====== Input ======

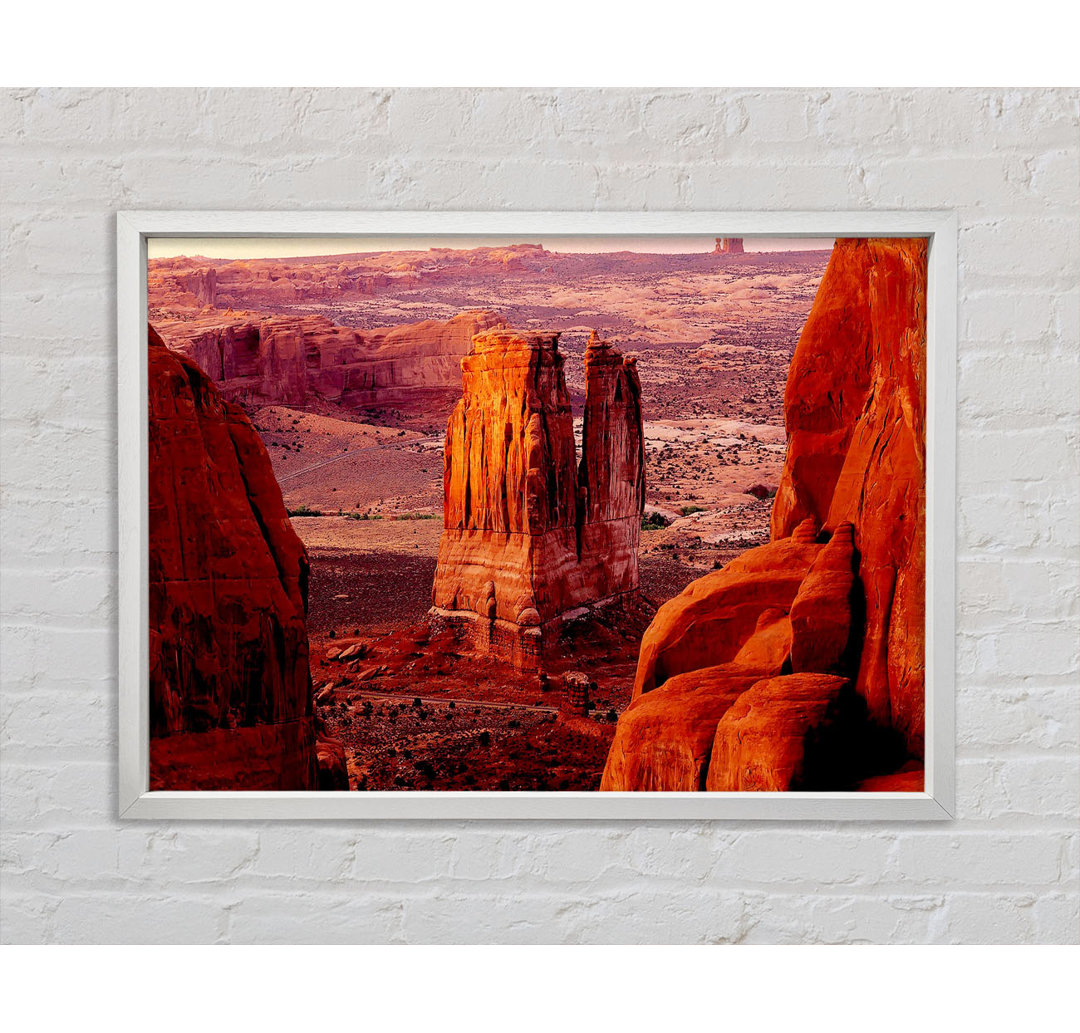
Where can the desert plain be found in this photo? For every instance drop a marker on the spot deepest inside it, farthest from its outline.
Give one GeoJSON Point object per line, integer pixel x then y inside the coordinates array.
{"type": "Point", "coordinates": [362, 478]}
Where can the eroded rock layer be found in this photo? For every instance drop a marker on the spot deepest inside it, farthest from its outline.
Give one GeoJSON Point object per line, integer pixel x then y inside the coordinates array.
{"type": "Point", "coordinates": [800, 665]}
{"type": "Point", "coordinates": [529, 532]}
{"type": "Point", "coordinates": [296, 360]}
{"type": "Point", "coordinates": [230, 696]}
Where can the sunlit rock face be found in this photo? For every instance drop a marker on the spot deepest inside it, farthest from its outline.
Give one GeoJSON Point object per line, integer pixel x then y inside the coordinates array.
{"type": "Point", "coordinates": [230, 693]}
{"type": "Point", "coordinates": [800, 665]}
{"type": "Point", "coordinates": [530, 533]}
{"type": "Point", "coordinates": [297, 360]}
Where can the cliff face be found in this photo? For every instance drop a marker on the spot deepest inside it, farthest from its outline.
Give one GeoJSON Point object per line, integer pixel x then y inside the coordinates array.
{"type": "Point", "coordinates": [529, 533]}
{"type": "Point", "coordinates": [800, 663]}
{"type": "Point", "coordinates": [283, 360]}
{"type": "Point", "coordinates": [728, 245]}
{"type": "Point", "coordinates": [230, 697]}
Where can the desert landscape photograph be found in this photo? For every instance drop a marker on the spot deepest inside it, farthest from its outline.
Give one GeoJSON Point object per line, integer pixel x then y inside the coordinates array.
{"type": "Point", "coordinates": [552, 514]}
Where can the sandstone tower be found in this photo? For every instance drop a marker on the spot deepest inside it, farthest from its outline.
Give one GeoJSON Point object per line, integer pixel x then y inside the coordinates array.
{"type": "Point", "coordinates": [728, 245]}
{"type": "Point", "coordinates": [531, 534]}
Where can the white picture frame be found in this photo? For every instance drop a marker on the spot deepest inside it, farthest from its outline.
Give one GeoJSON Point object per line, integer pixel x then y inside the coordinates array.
{"type": "Point", "coordinates": [135, 799]}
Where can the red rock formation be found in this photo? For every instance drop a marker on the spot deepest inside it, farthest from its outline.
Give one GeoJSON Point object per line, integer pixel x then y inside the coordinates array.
{"type": "Point", "coordinates": [855, 416]}
{"type": "Point", "coordinates": [808, 619]}
{"type": "Point", "coordinates": [760, 742]}
{"type": "Point", "coordinates": [296, 360]}
{"type": "Point", "coordinates": [529, 534]}
{"type": "Point", "coordinates": [664, 738]}
{"type": "Point", "coordinates": [714, 617]}
{"type": "Point", "coordinates": [230, 695]}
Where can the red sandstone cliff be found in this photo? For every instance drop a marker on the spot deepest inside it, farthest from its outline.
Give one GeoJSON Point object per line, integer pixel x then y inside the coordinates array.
{"type": "Point", "coordinates": [800, 663]}
{"type": "Point", "coordinates": [296, 360]}
{"type": "Point", "coordinates": [230, 694]}
{"type": "Point", "coordinates": [529, 533]}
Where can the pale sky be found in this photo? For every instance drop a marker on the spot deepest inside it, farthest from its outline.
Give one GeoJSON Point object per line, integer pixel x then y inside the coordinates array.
{"type": "Point", "coordinates": [298, 246]}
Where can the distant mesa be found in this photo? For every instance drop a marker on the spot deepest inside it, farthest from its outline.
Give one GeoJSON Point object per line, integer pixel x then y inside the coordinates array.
{"type": "Point", "coordinates": [532, 533]}
{"type": "Point", "coordinates": [230, 691]}
{"type": "Point", "coordinates": [728, 245]}
{"type": "Point", "coordinates": [799, 666]}
{"type": "Point", "coordinates": [296, 360]}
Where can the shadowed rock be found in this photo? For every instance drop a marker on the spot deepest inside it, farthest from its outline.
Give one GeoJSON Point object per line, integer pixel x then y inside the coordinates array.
{"type": "Point", "coordinates": [230, 694]}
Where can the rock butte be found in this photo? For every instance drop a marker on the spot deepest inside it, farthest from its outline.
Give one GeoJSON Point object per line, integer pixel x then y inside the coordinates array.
{"type": "Point", "coordinates": [230, 691]}
{"type": "Point", "coordinates": [800, 663]}
{"type": "Point", "coordinates": [728, 245]}
{"type": "Point", "coordinates": [296, 360]}
{"type": "Point", "coordinates": [531, 534]}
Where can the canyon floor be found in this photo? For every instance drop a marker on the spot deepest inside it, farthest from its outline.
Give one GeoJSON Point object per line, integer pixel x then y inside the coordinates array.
{"type": "Point", "coordinates": [714, 337]}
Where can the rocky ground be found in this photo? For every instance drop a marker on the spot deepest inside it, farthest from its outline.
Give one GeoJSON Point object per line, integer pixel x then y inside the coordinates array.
{"type": "Point", "coordinates": [415, 711]}
{"type": "Point", "coordinates": [714, 339]}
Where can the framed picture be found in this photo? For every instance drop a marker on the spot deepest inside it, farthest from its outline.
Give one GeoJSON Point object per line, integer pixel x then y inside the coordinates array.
{"type": "Point", "coordinates": [618, 515]}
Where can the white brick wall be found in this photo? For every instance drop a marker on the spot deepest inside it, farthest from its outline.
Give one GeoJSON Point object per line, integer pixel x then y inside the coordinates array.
{"type": "Point", "coordinates": [1007, 870]}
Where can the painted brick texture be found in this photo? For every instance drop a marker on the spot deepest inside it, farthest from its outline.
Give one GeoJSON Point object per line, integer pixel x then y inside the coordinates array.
{"type": "Point", "coordinates": [1007, 870]}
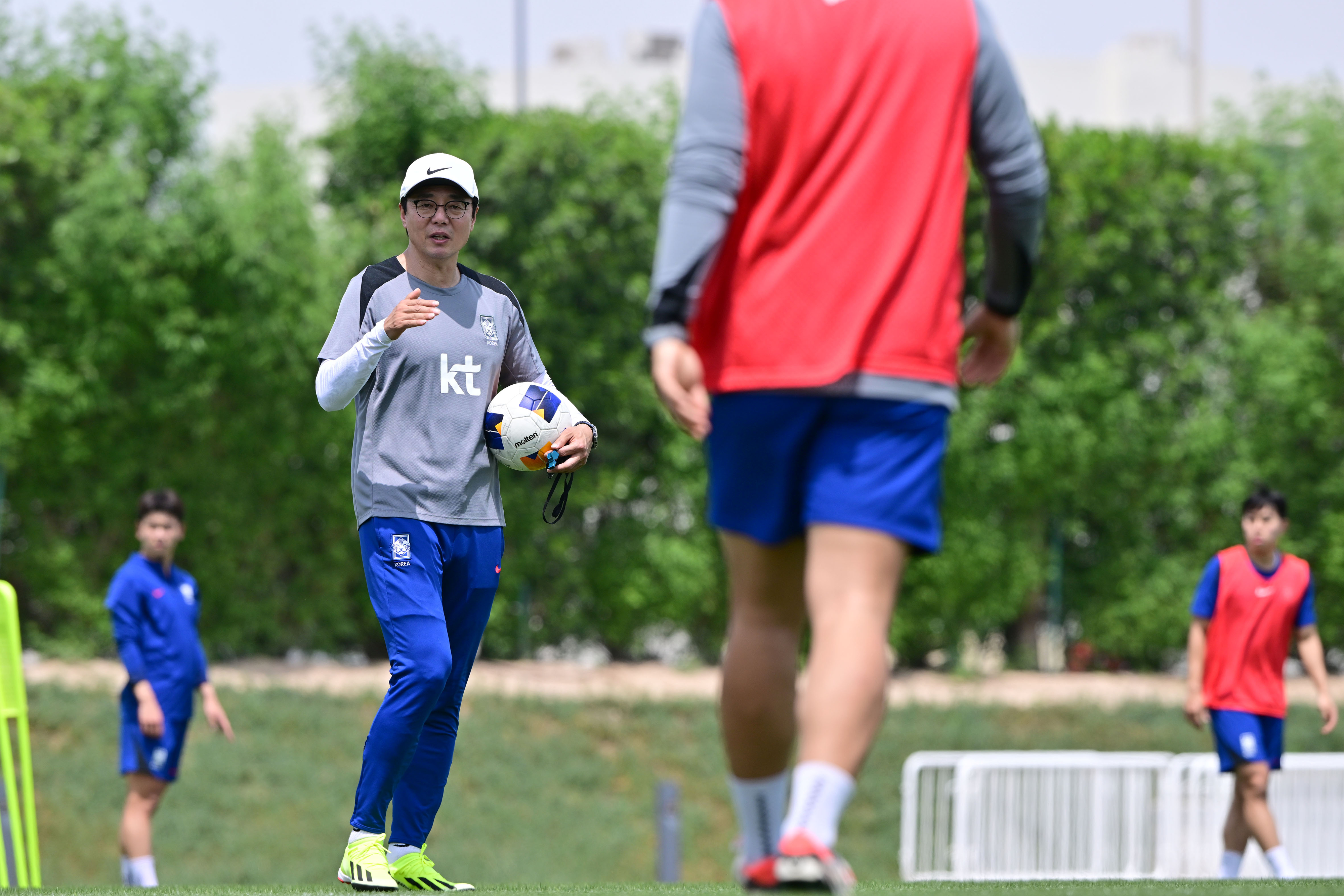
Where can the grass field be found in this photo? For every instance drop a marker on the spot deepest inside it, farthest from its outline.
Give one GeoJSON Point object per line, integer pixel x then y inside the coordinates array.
{"type": "Point", "coordinates": [542, 793]}
{"type": "Point", "coordinates": [1034, 889]}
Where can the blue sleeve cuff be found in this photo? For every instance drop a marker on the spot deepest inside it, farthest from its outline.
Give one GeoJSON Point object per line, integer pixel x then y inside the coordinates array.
{"type": "Point", "coordinates": [1307, 610]}
{"type": "Point", "coordinates": [1206, 593]}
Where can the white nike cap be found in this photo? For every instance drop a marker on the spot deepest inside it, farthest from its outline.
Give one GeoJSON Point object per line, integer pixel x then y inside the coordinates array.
{"type": "Point", "coordinates": [440, 166]}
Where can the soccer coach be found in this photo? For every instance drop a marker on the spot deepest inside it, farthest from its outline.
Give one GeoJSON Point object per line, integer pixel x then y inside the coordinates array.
{"type": "Point", "coordinates": [807, 320]}
{"type": "Point", "coordinates": [423, 343]}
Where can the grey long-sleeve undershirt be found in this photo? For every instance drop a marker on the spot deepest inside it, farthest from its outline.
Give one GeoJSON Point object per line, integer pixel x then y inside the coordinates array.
{"type": "Point", "coordinates": [706, 175]}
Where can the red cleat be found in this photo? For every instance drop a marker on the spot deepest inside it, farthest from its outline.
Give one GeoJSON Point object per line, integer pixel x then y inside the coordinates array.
{"type": "Point", "coordinates": [759, 875]}
{"type": "Point", "coordinates": [806, 864]}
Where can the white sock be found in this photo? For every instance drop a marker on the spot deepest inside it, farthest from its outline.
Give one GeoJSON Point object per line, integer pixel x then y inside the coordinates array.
{"type": "Point", "coordinates": [760, 807]}
{"type": "Point", "coordinates": [143, 871]}
{"type": "Point", "coordinates": [397, 851]}
{"type": "Point", "coordinates": [1280, 862]}
{"type": "Point", "coordinates": [818, 800]}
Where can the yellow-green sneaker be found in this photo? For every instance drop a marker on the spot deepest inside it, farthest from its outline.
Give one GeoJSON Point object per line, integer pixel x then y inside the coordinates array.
{"type": "Point", "coordinates": [365, 864]}
{"type": "Point", "coordinates": [415, 871]}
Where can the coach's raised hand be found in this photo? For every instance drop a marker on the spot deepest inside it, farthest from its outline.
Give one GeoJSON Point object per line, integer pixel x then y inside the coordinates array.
{"type": "Point", "coordinates": [412, 311]}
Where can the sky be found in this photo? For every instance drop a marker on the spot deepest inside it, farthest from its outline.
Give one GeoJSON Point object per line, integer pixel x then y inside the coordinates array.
{"type": "Point", "coordinates": [271, 42]}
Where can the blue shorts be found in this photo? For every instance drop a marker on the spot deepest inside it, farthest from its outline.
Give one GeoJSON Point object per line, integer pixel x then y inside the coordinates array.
{"type": "Point", "coordinates": [155, 757]}
{"type": "Point", "coordinates": [782, 461]}
{"type": "Point", "coordinates": [1244, 737]}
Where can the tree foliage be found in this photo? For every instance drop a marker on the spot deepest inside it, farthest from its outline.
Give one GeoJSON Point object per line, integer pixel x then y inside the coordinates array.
{"type": "Point", "coordinates": [162, 309]}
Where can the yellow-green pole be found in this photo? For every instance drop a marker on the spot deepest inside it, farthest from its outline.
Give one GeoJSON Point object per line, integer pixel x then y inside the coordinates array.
{"type": "Point", "coordinates": [19, 789]}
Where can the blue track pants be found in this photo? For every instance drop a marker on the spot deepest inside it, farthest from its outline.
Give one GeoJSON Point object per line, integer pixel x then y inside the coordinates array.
{"type": "Point", "coordinates": [432, 586]}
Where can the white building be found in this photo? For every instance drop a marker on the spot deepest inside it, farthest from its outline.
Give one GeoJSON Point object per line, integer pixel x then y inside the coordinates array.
{"type": "Point", "coordinates": [581, 70]}
{"type": "Point", "coordinates": [1143, 81]}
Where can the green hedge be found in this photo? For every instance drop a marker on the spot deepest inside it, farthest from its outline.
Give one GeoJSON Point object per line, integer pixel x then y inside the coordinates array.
{"type": "Point", "coordinates": [161, 313]}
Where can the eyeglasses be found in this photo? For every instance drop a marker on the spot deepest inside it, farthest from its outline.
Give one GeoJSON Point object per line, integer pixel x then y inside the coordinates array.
{"type": "Point", "coordinates": [428, 207]}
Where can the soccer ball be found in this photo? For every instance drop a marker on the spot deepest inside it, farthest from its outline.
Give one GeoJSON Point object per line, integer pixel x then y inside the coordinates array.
{"type": "Point", "coordinates": [522, 421]}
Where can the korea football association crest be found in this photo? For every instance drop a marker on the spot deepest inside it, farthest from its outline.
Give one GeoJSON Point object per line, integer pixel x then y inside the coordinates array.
{"type": "Point", "coordinates": [401, 550]}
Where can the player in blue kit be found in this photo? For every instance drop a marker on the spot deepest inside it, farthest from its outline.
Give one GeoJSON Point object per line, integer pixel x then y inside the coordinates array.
{"type": "Point", "coordinates": [421, 344]}
{"type": "Point", "coordinates": [155, 606]}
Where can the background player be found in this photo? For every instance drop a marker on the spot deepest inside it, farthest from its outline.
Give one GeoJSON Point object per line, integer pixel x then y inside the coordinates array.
{"type": "Point", "coordinates": [810, 277]}
{"type": "Point", "coordinates": [1248, 606]}
{"type": "Point", "coordinates": [421, 344]}
{"type": "Point", "coordinates": [155, 606]}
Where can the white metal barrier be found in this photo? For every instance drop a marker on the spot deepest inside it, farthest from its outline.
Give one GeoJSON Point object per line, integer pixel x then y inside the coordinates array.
{"type": "Point", "coordinates": [1307, 799]}
{"type": "Point", "coordinates": [1087, 815]}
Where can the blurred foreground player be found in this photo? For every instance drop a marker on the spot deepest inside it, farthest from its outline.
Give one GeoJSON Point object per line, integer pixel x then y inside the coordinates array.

======

Task for the records above: copy every line in which the word "face" occurs.

Where can the sunlit rock face be found in this photo? For every instance drop a marker on the spot deepest inside it, farthest from its outline.
Where can the cliff face be found in this photo? For every instance drop a marker on the spot deepest inside it, farthest from its outline.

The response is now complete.